Work to be completed
Find every line in the data below that contains the string "dome", treating uppercase and lowercase as different, and copy each of those lines.

Information supplied
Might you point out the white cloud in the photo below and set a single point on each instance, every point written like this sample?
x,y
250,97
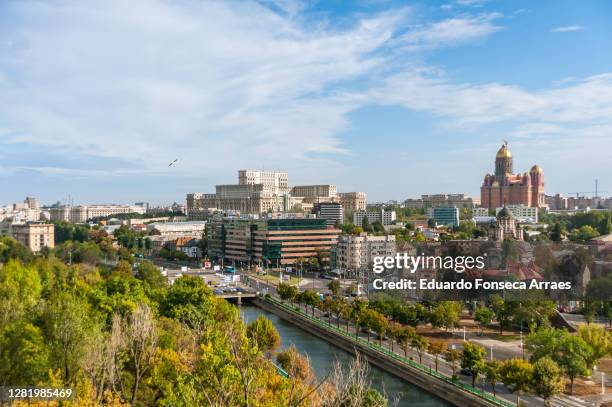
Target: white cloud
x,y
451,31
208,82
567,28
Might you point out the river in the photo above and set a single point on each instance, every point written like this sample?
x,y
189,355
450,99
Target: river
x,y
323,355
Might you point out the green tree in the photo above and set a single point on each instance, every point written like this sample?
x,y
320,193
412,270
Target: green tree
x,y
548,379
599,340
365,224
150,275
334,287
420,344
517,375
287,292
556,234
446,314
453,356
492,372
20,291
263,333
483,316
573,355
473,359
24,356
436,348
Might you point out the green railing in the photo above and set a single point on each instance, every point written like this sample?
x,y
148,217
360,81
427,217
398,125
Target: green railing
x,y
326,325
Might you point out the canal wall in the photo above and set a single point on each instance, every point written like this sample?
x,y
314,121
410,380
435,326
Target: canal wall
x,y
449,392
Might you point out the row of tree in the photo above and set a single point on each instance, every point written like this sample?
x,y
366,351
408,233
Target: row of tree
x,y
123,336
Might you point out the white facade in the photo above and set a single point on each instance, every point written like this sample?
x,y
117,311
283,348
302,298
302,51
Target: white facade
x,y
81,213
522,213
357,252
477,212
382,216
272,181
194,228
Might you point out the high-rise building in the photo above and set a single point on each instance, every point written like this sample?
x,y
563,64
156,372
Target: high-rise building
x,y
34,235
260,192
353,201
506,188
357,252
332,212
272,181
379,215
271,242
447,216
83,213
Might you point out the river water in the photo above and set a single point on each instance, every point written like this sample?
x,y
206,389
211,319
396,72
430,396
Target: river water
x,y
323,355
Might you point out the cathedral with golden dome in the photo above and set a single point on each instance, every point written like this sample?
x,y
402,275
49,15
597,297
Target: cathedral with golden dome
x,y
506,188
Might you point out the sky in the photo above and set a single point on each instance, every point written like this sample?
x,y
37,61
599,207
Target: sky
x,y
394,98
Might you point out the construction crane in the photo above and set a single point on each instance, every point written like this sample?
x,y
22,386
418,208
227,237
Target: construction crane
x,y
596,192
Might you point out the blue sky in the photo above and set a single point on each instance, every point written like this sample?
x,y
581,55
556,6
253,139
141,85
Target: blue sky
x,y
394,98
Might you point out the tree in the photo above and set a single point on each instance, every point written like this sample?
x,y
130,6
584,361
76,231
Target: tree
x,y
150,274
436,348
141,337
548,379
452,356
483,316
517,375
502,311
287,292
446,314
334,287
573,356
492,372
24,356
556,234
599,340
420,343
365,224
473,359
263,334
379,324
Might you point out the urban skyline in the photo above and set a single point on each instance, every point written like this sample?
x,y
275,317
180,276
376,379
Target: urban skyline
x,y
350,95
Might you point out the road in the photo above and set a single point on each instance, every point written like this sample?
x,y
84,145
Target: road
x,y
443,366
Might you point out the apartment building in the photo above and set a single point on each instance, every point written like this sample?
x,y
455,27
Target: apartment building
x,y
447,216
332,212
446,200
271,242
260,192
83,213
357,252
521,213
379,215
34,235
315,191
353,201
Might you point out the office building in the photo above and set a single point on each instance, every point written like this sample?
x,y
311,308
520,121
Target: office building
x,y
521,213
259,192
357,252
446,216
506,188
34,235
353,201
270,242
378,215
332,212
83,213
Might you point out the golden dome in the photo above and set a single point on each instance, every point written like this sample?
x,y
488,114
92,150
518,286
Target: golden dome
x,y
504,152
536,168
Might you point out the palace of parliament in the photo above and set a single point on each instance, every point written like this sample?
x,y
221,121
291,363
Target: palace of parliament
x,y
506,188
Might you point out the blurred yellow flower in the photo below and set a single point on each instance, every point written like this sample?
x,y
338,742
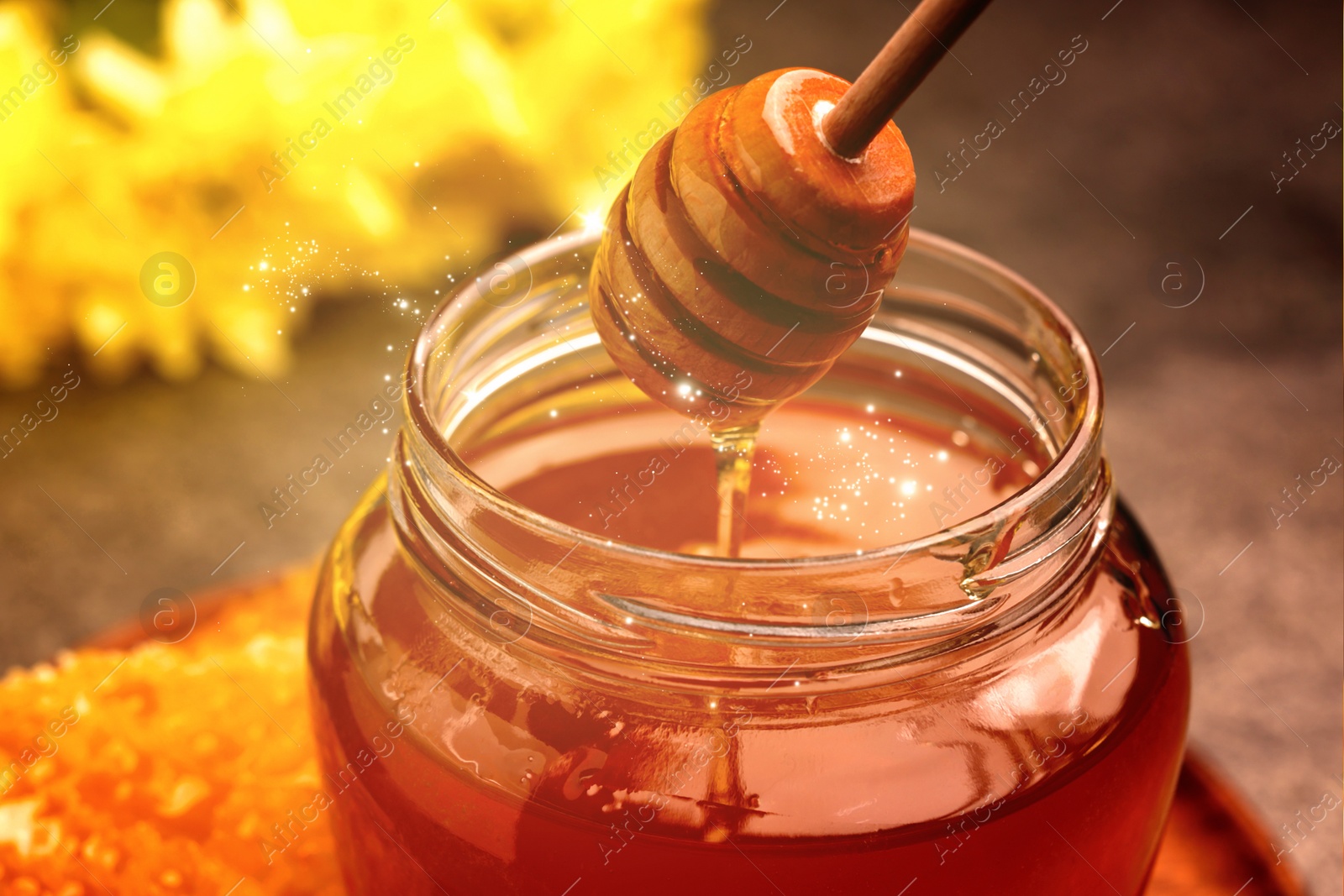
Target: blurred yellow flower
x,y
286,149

---

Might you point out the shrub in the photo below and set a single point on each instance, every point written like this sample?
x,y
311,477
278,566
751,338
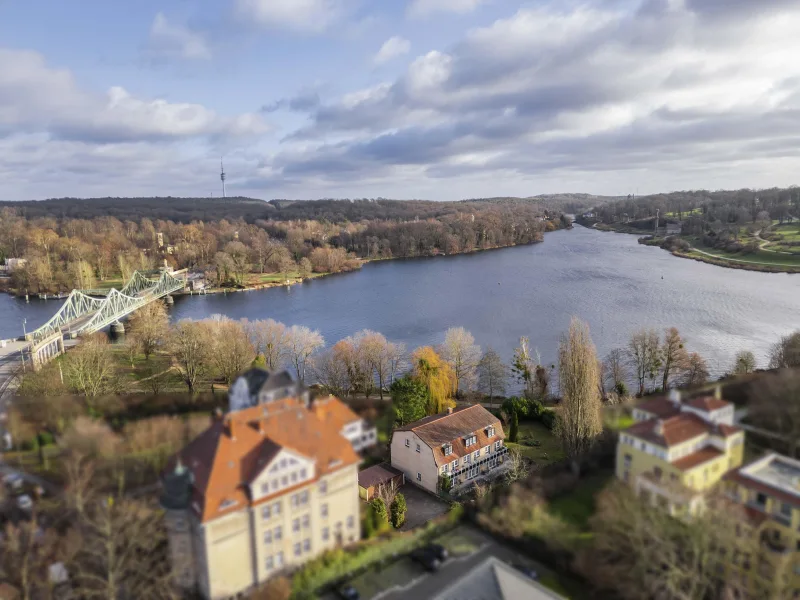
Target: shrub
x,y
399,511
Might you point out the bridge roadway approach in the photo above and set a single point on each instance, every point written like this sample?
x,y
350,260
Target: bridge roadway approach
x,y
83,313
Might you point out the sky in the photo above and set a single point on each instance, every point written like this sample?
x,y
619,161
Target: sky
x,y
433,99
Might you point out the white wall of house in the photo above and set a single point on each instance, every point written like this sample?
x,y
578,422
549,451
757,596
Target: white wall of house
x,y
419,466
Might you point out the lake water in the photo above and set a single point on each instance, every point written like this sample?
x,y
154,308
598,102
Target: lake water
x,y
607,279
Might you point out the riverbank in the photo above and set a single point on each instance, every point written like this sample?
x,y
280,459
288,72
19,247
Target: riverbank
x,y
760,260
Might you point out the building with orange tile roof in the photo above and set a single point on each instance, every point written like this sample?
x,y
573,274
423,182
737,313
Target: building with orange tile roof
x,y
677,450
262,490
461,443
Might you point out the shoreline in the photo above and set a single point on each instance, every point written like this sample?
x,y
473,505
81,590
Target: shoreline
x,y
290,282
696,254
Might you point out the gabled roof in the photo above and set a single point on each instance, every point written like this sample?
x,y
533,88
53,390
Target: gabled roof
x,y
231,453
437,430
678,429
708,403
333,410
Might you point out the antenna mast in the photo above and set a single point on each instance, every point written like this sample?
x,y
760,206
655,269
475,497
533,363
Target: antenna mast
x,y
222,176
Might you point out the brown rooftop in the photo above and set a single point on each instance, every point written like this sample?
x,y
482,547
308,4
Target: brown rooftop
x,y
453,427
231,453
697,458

Task output
Might you point out the cathedral with golden dome in the photo above and set a single point on each instance, every point written like this sample?
Target: cathedral with golden dome
Might you point out the golden dome in the photo above and set a single point on each instance, every point written like this sample?
Target: golden dome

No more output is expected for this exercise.